-- begin EXCERPT PROVIDED --

Cue at the Guthrie – Take 2

In my October 18 post, I mentioned an experience at Cue at the Guthrie. While three of us at dinner that night enjoyed our meals, we all agreed that the service was mediocre at best, and one of our group was very dissatisfied with his meal.

I went back to Cue later in October, this time for lunch. My brother and I try to have lunch together in between his birthday (mid October) and mine (late November). I suggested that we give it a try, and he was game.

The modern, stylish décor of the restaurant works as well during the day as it does at night. At night, the lighting is all cool and dramatic. During the day, the floor-to-ceiling windows flood the dining room with light and reveal attractive views of the Mississippi river and the hip new development along the river.

This was a birthday lunch, so we started with a glass of wine. We chose a Barbera d’Alba by Pio Cesare. We both started with the puréed white lentil soup with olive oil-baked croutons
and heirloom tomato coulis. I like lentils and lentil soup, and this was very satisfying. The tomato coulis was very flavorful, but the small dollop in my bowl of soup was not sufficient for the size of the bowl they served.

My brother had filet of big eye tuna on grilled whole wheat bread with leaf lettuce,
grilled onion and peppercorn tartar sauce. It was a very attractive sandwich. The tuna slices were about a half inch thick – easy to overcook. But this was nicely seared and medium rare in the middle.

I ordered the wild mushroom risotto with pecorino cheese, crisp leeks and parmesan broth. The flavors were very good. The mushrooms had an earthy flavor and scent that combined well with the cheese. The leeks were a nice touch and lent a textural contrast to the rice and mushrooms. The parmesan broth added moistness to the dish, but not so much that it became soupy.

-- end EXCERPT PROVIDED --

# INSTRUCTION 1
In the restaurant review, which wine did the two diners choose for their birthday lunch?
# INSTRUCTION 2
Translate this sentence from the restaurant review into Spanish: "The modern, stylish décor of the restaurant works as well during the day as it does at night."
# INSTRUCTION 3
Return the part of the restaurant review starting with "I went back" and going on through "along the river.".
The records come from a different source than the restaurant review.

-- begin RAW DATA --

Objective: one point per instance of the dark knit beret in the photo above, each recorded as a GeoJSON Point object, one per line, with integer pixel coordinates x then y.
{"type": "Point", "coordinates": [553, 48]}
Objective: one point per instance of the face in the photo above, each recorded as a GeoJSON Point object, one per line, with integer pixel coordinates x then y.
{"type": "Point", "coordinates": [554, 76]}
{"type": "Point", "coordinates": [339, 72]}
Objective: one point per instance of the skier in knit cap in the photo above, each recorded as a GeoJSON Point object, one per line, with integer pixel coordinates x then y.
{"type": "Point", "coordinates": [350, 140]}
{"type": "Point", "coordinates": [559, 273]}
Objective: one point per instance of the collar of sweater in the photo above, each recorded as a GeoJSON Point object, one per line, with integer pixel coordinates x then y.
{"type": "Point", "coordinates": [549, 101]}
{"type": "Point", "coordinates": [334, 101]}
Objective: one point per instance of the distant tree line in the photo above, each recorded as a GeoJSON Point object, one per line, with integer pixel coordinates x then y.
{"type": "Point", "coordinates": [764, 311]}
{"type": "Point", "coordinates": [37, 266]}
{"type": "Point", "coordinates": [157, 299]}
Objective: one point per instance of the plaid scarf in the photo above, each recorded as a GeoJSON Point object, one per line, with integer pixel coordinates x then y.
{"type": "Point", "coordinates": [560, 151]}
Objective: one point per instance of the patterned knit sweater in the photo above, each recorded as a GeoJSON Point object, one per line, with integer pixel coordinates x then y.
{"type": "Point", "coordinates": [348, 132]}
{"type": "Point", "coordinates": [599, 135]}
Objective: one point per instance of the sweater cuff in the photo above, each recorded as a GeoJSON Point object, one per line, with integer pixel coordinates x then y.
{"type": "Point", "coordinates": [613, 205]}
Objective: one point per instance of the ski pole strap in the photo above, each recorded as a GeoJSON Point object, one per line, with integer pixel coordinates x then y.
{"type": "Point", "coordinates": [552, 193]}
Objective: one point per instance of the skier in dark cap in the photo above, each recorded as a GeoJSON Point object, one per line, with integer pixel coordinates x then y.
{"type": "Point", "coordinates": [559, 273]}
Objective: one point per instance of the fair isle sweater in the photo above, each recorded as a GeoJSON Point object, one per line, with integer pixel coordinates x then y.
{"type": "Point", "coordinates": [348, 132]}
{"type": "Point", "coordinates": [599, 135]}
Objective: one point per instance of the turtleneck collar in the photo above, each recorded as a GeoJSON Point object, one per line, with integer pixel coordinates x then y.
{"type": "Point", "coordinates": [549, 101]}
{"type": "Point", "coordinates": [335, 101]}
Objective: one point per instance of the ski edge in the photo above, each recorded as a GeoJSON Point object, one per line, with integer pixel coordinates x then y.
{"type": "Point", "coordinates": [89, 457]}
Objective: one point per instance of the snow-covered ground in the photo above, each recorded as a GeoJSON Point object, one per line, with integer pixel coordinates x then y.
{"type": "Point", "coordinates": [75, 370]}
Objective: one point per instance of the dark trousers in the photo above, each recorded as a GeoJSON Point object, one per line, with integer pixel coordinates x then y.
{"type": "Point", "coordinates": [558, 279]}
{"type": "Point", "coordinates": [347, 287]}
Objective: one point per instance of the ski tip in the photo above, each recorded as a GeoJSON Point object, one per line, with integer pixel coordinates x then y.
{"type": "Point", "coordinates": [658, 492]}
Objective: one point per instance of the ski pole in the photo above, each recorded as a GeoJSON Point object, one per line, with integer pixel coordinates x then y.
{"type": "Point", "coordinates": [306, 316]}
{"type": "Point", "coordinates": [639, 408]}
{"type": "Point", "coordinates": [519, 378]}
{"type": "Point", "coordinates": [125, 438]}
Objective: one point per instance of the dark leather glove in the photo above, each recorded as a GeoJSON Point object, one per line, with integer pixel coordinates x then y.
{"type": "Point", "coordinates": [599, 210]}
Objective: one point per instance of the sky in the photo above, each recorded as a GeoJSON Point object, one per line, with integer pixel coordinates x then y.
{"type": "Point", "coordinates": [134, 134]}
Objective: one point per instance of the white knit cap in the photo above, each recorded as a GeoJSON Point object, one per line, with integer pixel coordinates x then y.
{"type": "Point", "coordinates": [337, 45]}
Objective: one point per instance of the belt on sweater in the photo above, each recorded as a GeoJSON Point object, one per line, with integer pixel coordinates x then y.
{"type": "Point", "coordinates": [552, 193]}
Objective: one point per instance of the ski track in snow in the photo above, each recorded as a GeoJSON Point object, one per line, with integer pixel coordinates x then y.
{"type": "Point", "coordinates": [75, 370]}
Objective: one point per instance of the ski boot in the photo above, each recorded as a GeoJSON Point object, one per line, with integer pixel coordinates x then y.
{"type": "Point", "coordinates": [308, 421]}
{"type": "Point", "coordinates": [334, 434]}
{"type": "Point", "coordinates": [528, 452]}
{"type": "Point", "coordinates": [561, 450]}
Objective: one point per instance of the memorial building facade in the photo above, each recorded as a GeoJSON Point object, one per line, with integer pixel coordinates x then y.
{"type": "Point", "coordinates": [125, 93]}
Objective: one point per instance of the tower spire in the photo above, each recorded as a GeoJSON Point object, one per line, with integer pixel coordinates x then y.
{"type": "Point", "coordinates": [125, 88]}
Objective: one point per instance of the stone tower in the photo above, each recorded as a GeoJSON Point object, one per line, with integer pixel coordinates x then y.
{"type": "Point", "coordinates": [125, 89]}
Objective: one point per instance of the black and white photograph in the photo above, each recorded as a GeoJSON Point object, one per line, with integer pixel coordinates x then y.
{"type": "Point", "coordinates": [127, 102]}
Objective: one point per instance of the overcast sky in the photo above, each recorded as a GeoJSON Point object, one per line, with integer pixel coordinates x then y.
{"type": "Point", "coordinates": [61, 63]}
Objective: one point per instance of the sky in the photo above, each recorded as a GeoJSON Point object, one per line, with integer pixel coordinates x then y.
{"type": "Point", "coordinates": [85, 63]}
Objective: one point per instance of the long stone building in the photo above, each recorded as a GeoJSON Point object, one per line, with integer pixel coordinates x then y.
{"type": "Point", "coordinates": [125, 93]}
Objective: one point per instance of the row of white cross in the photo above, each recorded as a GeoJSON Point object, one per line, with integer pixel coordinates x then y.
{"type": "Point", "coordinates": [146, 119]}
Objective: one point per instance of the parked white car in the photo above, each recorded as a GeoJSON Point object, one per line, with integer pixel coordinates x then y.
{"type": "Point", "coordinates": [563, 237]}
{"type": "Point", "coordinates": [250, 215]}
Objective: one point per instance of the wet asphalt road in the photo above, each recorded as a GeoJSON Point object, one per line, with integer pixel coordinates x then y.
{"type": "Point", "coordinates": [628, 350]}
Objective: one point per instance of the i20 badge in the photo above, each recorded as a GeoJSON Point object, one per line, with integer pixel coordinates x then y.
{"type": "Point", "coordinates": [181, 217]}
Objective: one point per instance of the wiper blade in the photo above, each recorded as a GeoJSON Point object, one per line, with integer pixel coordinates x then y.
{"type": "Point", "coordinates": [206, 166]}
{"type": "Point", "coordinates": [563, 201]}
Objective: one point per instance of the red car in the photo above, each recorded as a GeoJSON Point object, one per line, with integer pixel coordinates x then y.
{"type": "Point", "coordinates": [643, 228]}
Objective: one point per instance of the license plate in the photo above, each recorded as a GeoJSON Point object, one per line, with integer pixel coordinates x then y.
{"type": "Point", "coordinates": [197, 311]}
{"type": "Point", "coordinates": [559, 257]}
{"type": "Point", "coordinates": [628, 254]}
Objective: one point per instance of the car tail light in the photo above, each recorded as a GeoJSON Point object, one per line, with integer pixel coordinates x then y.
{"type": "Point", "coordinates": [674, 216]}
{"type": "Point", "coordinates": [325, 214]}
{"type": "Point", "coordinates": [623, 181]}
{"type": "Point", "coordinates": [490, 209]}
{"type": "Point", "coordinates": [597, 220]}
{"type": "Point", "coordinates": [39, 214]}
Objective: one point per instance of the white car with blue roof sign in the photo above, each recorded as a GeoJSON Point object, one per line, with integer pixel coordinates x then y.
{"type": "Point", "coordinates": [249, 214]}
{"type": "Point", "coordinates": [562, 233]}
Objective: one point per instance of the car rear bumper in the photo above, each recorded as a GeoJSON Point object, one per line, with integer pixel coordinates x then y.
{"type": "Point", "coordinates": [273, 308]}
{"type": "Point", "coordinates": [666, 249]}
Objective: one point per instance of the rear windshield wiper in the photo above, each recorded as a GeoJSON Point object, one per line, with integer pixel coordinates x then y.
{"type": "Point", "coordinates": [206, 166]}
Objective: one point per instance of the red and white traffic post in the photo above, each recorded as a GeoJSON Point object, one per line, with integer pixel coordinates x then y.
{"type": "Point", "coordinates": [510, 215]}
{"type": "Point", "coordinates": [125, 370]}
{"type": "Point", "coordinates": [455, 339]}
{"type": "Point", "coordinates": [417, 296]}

-- end RAW DATA --

# WRITTEN RESPONSE 1
A Barbera d'Alba by Pio Cesare.

# WRITTEN RESPONSE 2
La decoración moderna y elegante del restaurante funciona tan bien de día como de noche.

# WRITTEN RESPONSE 3
I went back to Cue later in October, this time for lunch. My brother and I try to have lunch together in between his birthday (mid October) and mine (late November). I suggested that we give it a try, and he was game.

The modern, stylish décor of the restaurant works as well during the day as it does at night. At night, the lighting is all cool and dramatic. During the day, the floor-to-ceiling windows flood the dining room with light and reveal attractive views of the Mississippi river and the hip new development along the river.